## Teks yang Disediakan:
•••

PEMBUNUHAN JURNALIS: Kasus-Kasus Korupsi Pelaku Terungkap

Aksi jurnalis di Kediri mengecam remisi pembunuh jurnalis, 25 Januari 2019.

idealoka.comTragedi pembunuhan berencana pada wartawan sekaligus redaktur koran harian Radar Bali (Jawa Pos Group), Anak Agung Gde Bagus Narendra Prabangsa, kembali mencuat setelah kasusnya terungkap tahun 2009 lalu. Prabangsa dibunuh karena berita-berita yang ditulisnya mengenai dugaan korupsi dana pendidikan di Bangli, Bali, yang bersumber dari APBD dan APBN.

Korupsi tersebut melibatkan Nyoman Susrama adik kandung Bupati Bangli saat itu, I Nengah Arnawa. Tragedi itu kembali jadi buah bibir setelah 7 Desember 2018 Presiden Joko Widodo memberi remisi perubahan hukuman Susrama dari seumur hidup menjadi 20 tahun penjara. Susrama adalah perencana atau perancang pembunuhan dengan dibantu anak buahnya.  

Pada saat perkaranya disidik, Susrama adalah calon anggota legislatif (caleg) terpilih dengan suara terbanyak di Dapil Bangli I (Kecamatan Bangli dan Tembuku) dari PDI Perjuangan untuk DPRD Bangli periode 2009-2014. Belum diketahui motif pemberian remisi tersebut, apakah murni prosedur hukum atau bermuatan politis untuk mendulang suara di Pilpres 2019 khususnya di Bangli dan Bali pada umumnya.

Kasus pembunuhan Prabangsa tak hanya memuat aspek kriminal, tapi juga intrik politik dan hukum di tengah proses persidangan. Melihat pentingnya kasus ini, Aliansi Jurnalis Independen (AJI) Indonesia dan AJI Denpasar melakukan investigasi dan menyusun laporan 100 halaman yang dibukukan dengan judul “Jejak Darah Setelah Berita”.

Laporan disusun AJI dan didukung Aliansi Pers Asia Tenggara atau Southeast Asian Press Allliance (SEAPA). Laporan ditulis Abdul Manan dan Sunudyantoro serta editor Wahyu Dhyatmika, ketiganya pengurus AJI Indonesia dan jurnalis Tempo. Mereka dibantu beberapa wartawan lokal Bali sebagai periset diantaranya Bambang Wiyono, Rofiqi Hasan (Tempo), Dewi Umaryati, dan Miftakhul Huda.

Berikut ini salah satu bagian laporan tersebut:

Susrama kini harus membayar semua perbuatannya. Setelah dijatuhi hukuman pidana seumur hidup dalam perkara pembunuhan Prabangsa, dia pun mendekam di balik terali besi. Hilang sudah semua kekuasaan yang dimilikinya, saat masih merajalela sebagai kerabat orang nomor satu di Bangli.

•••

Lanjutkan artikel tentang pembunuhan Prabangsa mulai setelah kalimat terakhirnya. Data ini tidak ada hubungannya dengan artikel tentang pembunuhan Prabangsa.

## Data yang Disediakan:
•••

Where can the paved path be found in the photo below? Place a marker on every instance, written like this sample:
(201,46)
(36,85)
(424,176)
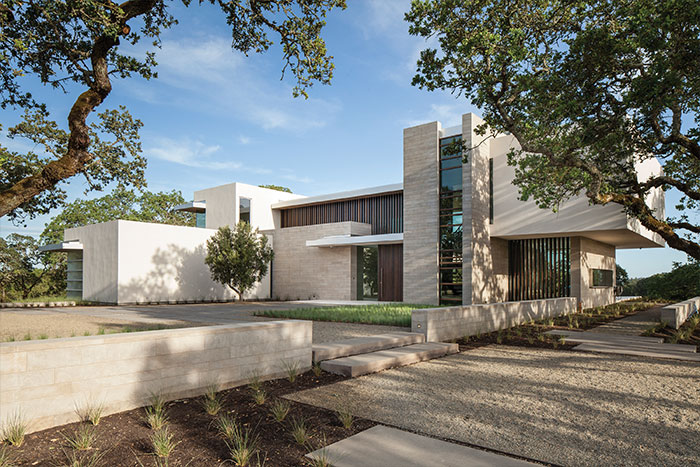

•••

## Jawaban Berikut:
Tapi kisah Susrama ternyata masih berlanjut. Aparatur penegak hukum membidiknya untuk sebuah kasus baru. Sejak 15 September 2011 lalu, Susrama kembali duduk di kursi pesakitan. Dia menjadi terdakwa perkara dugaan tindak pidana korupsi proyek pembangunan gedung sekolah Taman Kanak-Kanak dan Sekolah Dasar Negeri bertaraf internasional di Desa Kubu, Bangli. Susrama didakwa merugikan uang negara hingga Rp 2,6 miliar lebih. Inilah kasus yang diangkat Prabangsa dalam berita-beritanya di Radar Bali, Desember 2008 silam. Berita yang membuatnya harus kehilangan nyawa.

Dalam dakwaan, Tim Jaksa Penuntut Umum yang dipimpin Gusti Agung Mega Adnyana menuduh Susrama dengan sengaja melakukan penyelewengan uang negara melalui proyek yang dipimpinnya. Dalam proyek yang dimulai sejak 2006 itu, Susrama berperan sebagai Ketua Komite Panitia. Dia yang mengelola miliaran rupiah dana pembangunan sekolah yang berasal dari Anggaran Pendapatan dan Belanja Negara (APBN) dan Anggaran Pendapatan dan Belanja Daerah (APBD) Bangli.

Menurut jaksa, proyek tersebut diawali dari proposal pembangunan TK Nasional bertaraf Internasional yang diajukan Dinas Pendidikan, Pemuda dan Olahraga Bangli yang saat itu dipimpin Anak Agung Ngurah Samba, ke Departemen Pendidikan Nasional. Proposal itu sendiri disetujui Bupati Bangli kala itu, Nengah Arnawa, yang juga meneken MoU proyek pembangunan dengan Dirjen Dikdasmen Depdiknas pada 9 Juni 2006.

Setelah proposal disetujui, Bupati Arnawa lantas mengeluarkan Surat Keputusan mengenai susunan panitia pembangunan. Terdakwa Susrama, yang tidak lain adalah adik kandung Bupati Arnawa, ditunjuk sebagai Ketua Komite atau Panitia Pembangunan.

Total dana yang dihabiskan untuk megaproyek ini mencapai Rp 16,5 miliar dan dikucurkan melalui APBN dan APBD Bangli. “Pencairan dilakukan secara bertahap dari tahun 2006 sampai proyek berakhir pada 2009,” kata Jaksa Mega Adnyana.

Adnyana lalu merinci sumber dan peruntukan dana miliaran rupiah itu. Proyek 2006 yang bernilai Rp 2,5 miliar berasal dari Rp 1,5 miliar dana APBN 2006 dan Rp 1 miliar dana APBD Bangli 2006 sebagai dana pendamping. Uang tersebut digunakan untuk keperluan pembangunan dua jenis proyek, yakni gedung kantor SD dan ruang kelas SD.

“Panitia harus membuat laporan penyelesaian proyek itu ke pusat, sebagai syarat pencairan dana tahun 2007,” ujar Jaksa Adnyana.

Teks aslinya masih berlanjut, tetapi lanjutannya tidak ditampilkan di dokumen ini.